## [What the task asks]
In the article that follows about the Los Alamos countermeasure databases, which two large language models did the researchers use?

## [Reading passage]
A team at Los Alamos National Laboratory has demonstrated that large language models can systematically build and maintain knowledge databases for medical countermeasures against biological threats. The paper, posted to arXiv on March 31, 2026 (report number LA-UR-26-22203), describes how researchers Hung N. Do, Jessica Z. Kubicek-Sutherland, and S. Gnanakaran used ChatGPT and Grok to create comprehensive therapeutic databases for five viruses — Lassa, Marburg, Ebola, Nipah, and Venezuelan equine encephalitis — as well as several marine toxins.

The core problem the team addresses is straightforward: no single comprehensive database currently curates countermeasure data for these pathogens and toxins. Decisions about medical countermeasures during outbreaks depend on scattered, inconsistent sources — slowing response times when speed matters most.

Why It Matters

Biodefense preparedness relies on having up-to-date, accessible information about available treatments. The five viruses selected for this study are all classified as high-priority biological threats, and marine toxins present additional challenges due to their diverse mechanisms of action. Existing databases tend to be siloed by pathogen or by type of countermeasure, making cross-referencing difficult for researchers and decision-makers.

The work fits into a broader pattern of applying LLMs to scientific knowledge management. Earlier efforts, such as Google DeepMind’s use of Gemini for protein structure prediction and Microsoft’s BioGPT for biomedical literature mining, have shown that language models can accelerate literature review and data synthesis. The Los Alamos approach goes further by automating the full pipeline from data discovery through validation to interactive presentation.

Technical Details

The researchers designed a multi-step pipeline where the LLMs first identify public databases containing relevant data on the target pathogens and toxins. The models then collect information from these databases and the published literature, iteratively cross-validating the collected data to catch errors and fill gaps. As the authors describe it, the LLMs serve as “a scalable, updatable approach for building comprehensive knowledge databases and supporting evidence-based decision-making.”

A key technical contribution is the agentic AI workflow architecture. The system uses two specialized AI agents: one focused on research — scanning sources, extracting structured data, and flagging inconsistencies — and a second focused on decision-making, which ranks countermeasures based on the compiled evidence. This two-agent design separates information gathering from evaluation, reducing the risk of confirmation bias in the ranking process.

The final outputs include interactive webpages that allow users to browse and query the curated databases. This interface layer addresses a practical gap: raw database dumps are difficult for non-specialist decision-makers to navigate during time-sensitive situations.

Who’s Affected

The primary audience is biodefense researchers and public health officials who need rapid access to countermeasure options during disease outbreaks. The five viruses covered are all Category A or B biological threat agents, making this work directly relevant to agencies like BARDA (Biomedical Advanced Research and Development Authority) and the Department of Defense’s Chemical and Biological Defense Program.

The approach also has implications for pharmaceutical researchers evaluating treatment pipelines, and for the broader AI-for-science community exploring how agentic workflows can automate knowledge curation tasks that traditionally require months of manual expert review.

What’s Next

The paper demonstrates feasibility but leaves several questions open. The cross-validation step depends on the LLMs’ ability to detect factual errors — a capability that remains inconsistent across models and domains. Scaling to additional pathogens or to rapidly evolving threats like novel influenza strains would test whether the pipeline can maintain accuracy under higher data velocity.

The researchers have not yet published the interactive databases publicly. Whether the curated data will be made available as an open resource — and how frequently it will be updated — will determine the practical impact of the work beyond the proof of concept described in the paper.

## [Supplied entries]
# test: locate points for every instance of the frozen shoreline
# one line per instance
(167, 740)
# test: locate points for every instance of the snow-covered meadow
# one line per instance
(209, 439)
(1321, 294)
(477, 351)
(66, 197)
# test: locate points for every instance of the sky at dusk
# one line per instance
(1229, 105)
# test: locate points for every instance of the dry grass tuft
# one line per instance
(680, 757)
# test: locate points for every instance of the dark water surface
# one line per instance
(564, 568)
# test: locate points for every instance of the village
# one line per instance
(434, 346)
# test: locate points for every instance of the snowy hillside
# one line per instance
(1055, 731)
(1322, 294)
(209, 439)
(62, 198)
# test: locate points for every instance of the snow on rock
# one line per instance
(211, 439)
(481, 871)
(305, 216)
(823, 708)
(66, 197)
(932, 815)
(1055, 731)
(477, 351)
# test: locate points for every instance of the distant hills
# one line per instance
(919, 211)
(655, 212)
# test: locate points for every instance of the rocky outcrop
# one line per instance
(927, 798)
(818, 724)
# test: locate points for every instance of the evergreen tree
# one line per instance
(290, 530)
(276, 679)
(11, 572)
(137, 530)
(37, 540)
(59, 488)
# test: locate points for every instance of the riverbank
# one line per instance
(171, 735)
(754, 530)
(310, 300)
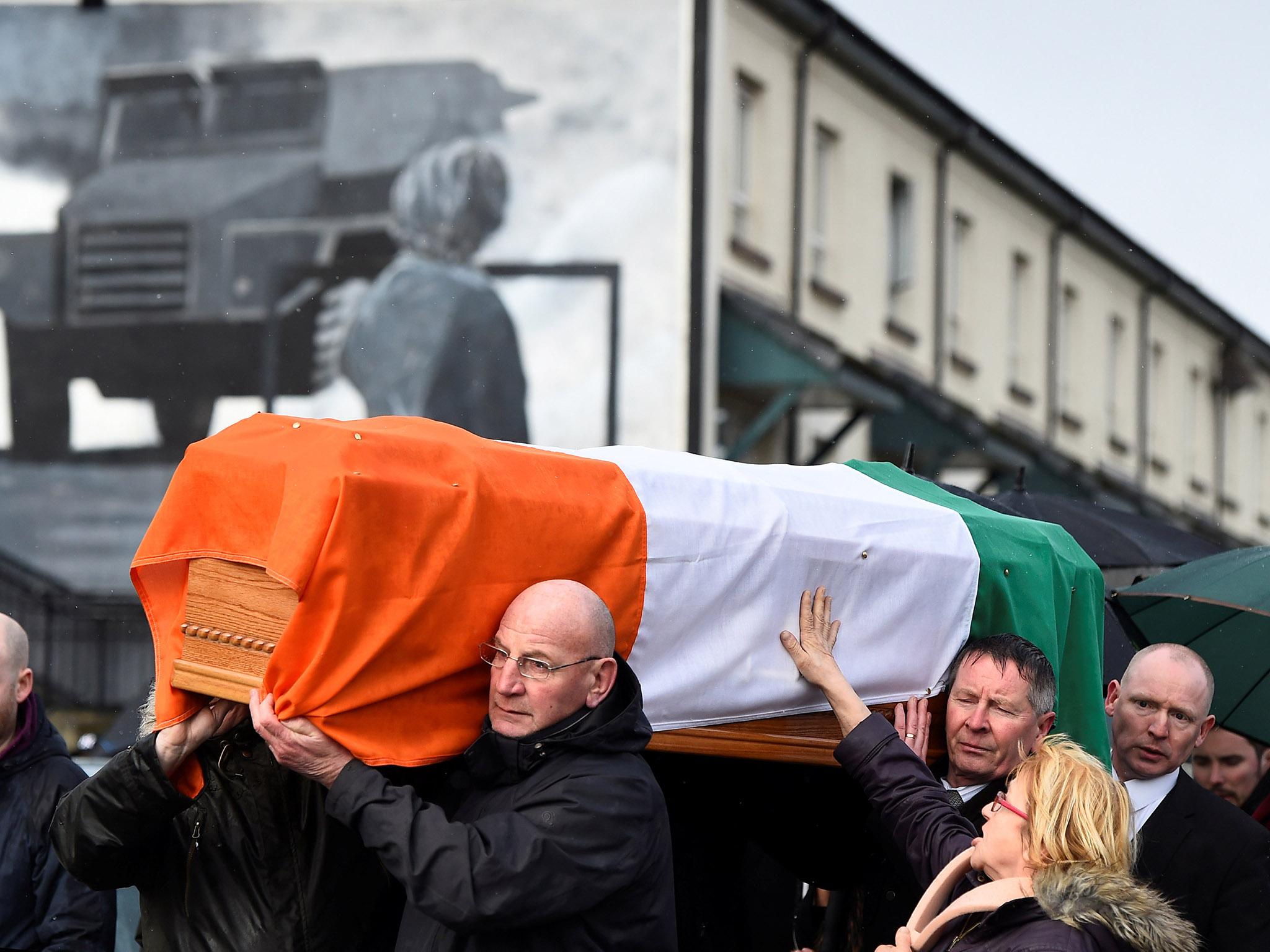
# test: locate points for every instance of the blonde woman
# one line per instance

## [Response box]
ChatGPT and Grok.